Records drawn from a dataset:

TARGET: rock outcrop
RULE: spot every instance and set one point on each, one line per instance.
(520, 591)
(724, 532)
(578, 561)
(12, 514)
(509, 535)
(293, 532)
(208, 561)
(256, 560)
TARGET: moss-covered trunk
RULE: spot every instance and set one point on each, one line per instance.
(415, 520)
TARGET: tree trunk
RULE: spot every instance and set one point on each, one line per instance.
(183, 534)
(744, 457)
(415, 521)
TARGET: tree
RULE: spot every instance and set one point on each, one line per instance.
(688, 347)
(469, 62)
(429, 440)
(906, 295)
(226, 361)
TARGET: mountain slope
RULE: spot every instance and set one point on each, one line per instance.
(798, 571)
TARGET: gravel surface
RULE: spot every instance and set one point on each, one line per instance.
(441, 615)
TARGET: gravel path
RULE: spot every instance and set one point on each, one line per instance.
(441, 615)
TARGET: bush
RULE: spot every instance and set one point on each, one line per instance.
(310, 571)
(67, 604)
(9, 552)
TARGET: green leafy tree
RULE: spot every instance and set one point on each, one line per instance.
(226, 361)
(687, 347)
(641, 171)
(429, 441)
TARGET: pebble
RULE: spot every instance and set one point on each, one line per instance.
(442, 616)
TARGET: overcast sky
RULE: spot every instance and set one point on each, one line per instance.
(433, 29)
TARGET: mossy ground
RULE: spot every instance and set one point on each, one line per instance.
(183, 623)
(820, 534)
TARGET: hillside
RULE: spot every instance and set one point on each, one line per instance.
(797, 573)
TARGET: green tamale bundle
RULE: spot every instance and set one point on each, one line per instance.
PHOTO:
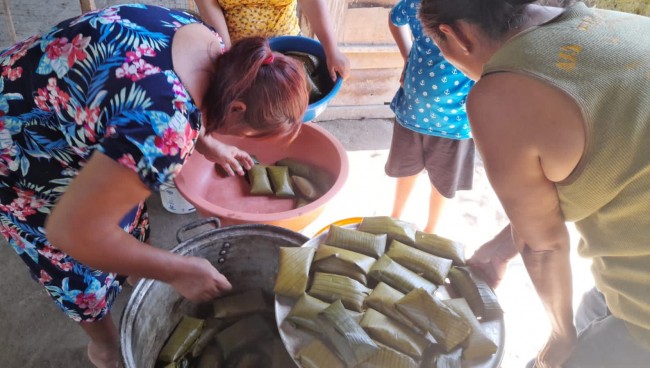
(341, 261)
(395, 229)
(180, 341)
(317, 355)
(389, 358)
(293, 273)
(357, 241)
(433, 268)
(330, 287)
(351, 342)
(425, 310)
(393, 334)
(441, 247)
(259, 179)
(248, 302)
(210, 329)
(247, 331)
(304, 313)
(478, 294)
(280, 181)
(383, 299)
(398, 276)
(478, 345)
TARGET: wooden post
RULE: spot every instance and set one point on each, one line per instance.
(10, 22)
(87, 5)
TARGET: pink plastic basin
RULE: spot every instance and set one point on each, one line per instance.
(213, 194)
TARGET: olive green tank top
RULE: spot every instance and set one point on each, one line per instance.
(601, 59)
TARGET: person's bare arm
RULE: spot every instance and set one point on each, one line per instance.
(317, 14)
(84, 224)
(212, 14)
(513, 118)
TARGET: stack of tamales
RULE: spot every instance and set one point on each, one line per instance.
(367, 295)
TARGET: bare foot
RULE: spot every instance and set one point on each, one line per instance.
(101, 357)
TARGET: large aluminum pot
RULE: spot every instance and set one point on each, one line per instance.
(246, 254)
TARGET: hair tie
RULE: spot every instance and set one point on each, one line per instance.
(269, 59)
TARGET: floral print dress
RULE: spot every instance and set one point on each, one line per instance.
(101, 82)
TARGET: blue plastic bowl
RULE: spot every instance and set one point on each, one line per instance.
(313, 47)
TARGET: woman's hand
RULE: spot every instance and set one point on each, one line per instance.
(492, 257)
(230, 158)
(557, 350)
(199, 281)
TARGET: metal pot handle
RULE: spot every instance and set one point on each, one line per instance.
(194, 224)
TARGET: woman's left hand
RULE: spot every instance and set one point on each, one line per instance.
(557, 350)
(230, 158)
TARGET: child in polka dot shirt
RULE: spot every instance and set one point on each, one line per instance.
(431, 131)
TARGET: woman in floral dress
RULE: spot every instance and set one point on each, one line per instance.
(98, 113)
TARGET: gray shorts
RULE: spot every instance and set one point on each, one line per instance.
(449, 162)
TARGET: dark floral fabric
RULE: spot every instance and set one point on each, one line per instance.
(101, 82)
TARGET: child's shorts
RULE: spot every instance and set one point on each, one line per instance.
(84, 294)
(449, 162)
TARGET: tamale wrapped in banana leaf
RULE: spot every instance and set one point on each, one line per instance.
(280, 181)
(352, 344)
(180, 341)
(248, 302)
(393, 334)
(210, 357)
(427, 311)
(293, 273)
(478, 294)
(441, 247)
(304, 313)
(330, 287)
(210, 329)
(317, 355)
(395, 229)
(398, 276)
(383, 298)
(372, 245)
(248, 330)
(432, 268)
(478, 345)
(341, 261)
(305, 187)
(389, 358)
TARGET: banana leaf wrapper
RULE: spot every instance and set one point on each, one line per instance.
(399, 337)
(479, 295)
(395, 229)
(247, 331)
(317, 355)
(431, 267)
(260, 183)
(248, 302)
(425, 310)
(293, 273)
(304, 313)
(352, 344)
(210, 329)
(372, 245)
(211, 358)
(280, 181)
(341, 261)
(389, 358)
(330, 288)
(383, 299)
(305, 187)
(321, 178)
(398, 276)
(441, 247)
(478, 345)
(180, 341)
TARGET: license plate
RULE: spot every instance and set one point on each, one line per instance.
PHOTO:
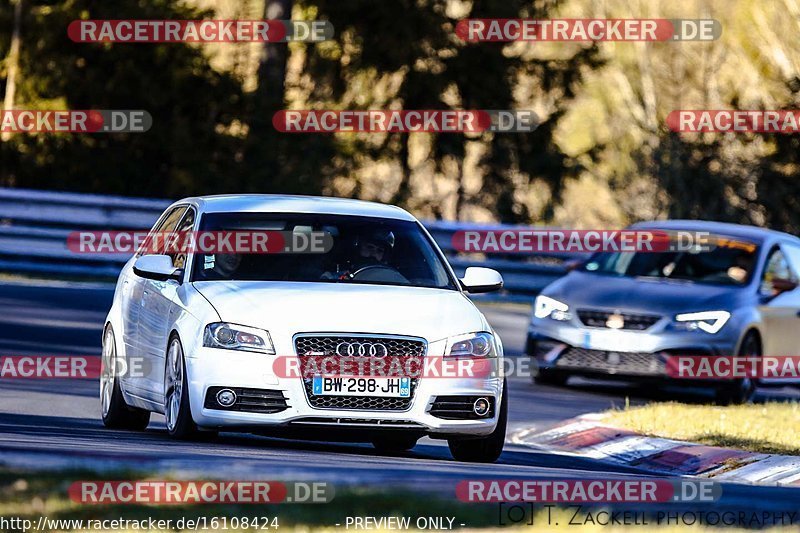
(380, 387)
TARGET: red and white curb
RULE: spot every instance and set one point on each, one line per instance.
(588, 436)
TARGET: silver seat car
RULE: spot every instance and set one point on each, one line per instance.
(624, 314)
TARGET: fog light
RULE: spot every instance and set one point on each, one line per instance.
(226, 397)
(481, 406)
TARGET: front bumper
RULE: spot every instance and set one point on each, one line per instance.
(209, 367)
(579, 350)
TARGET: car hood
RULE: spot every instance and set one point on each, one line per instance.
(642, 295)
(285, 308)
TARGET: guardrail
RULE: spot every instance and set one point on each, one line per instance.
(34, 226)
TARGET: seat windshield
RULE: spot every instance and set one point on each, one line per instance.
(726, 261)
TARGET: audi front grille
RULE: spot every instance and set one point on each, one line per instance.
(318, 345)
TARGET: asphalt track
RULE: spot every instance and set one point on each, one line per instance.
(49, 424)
--
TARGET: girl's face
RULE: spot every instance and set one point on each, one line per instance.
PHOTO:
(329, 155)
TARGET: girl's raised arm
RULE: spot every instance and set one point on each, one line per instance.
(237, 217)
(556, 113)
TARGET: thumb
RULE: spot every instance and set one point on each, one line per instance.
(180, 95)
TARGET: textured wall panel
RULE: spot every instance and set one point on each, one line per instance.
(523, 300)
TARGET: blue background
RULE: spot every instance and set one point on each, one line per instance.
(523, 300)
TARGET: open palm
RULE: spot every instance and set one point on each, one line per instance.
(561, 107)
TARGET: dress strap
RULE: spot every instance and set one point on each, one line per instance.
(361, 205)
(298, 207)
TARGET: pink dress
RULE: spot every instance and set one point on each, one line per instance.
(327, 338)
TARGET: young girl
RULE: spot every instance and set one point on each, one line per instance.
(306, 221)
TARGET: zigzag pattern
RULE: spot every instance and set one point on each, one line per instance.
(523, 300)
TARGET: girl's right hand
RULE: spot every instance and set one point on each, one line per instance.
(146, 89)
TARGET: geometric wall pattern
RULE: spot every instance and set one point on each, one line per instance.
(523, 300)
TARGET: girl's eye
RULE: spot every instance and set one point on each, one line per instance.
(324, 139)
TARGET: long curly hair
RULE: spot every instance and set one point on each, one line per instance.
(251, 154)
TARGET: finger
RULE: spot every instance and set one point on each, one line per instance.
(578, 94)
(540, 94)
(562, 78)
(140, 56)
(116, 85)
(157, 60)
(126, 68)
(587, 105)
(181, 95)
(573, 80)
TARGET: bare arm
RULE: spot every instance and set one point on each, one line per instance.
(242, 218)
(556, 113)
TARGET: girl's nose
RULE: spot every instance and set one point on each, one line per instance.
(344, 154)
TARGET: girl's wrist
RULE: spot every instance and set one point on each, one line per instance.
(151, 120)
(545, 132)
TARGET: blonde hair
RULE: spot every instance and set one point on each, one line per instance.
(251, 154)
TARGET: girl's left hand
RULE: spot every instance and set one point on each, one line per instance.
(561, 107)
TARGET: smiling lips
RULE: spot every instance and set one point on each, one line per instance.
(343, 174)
...
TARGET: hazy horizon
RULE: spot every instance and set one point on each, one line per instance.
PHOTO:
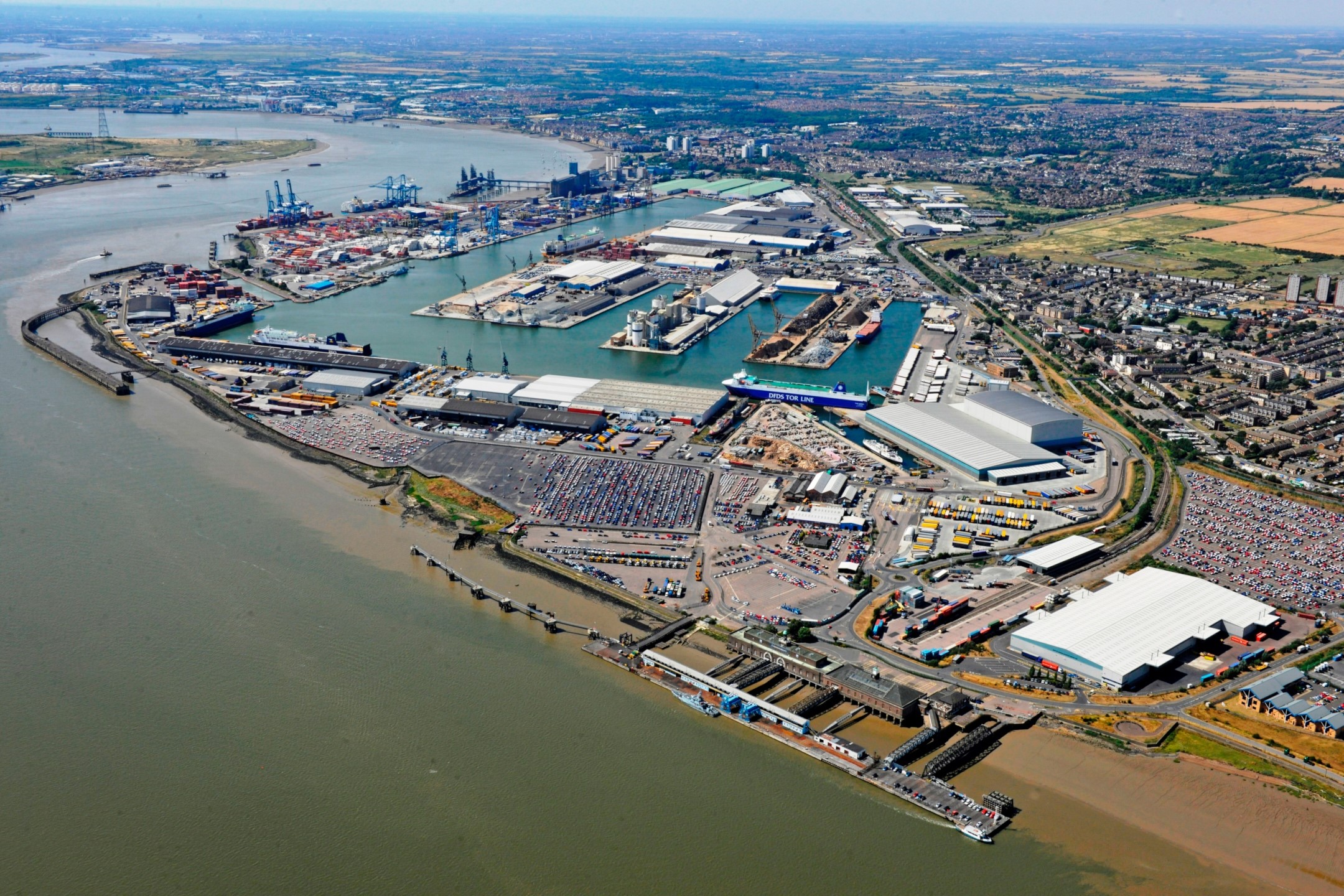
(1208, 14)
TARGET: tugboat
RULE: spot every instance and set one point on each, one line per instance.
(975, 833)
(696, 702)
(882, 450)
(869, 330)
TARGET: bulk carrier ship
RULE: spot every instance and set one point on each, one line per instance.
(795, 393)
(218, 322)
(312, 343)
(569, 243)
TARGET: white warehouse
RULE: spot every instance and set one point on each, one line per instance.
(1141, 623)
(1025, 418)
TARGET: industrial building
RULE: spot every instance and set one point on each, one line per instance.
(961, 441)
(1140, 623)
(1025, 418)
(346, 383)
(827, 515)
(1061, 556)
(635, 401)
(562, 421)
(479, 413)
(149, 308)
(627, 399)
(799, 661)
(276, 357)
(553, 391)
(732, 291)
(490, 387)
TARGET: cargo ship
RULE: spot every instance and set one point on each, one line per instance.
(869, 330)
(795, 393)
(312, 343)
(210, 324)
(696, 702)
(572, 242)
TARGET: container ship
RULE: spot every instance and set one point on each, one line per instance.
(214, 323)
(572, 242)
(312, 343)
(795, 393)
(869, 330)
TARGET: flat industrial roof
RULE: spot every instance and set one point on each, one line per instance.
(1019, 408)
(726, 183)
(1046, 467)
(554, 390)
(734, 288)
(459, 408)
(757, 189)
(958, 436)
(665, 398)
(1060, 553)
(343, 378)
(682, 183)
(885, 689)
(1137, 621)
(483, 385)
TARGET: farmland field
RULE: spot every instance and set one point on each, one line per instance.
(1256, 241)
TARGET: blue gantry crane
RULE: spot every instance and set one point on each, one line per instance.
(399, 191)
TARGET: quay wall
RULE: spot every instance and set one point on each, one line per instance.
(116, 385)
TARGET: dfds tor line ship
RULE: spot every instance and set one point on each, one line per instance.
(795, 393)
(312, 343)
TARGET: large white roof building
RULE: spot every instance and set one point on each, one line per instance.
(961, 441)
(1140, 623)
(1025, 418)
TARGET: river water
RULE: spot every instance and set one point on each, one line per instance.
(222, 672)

▶ [WORK TO COMPLETE]
The lines in the records above that include the word "left" must be copied out.

▶ [WRITTEN REPLY]
TARGET: woman's left hand
TARGET: girl's left hand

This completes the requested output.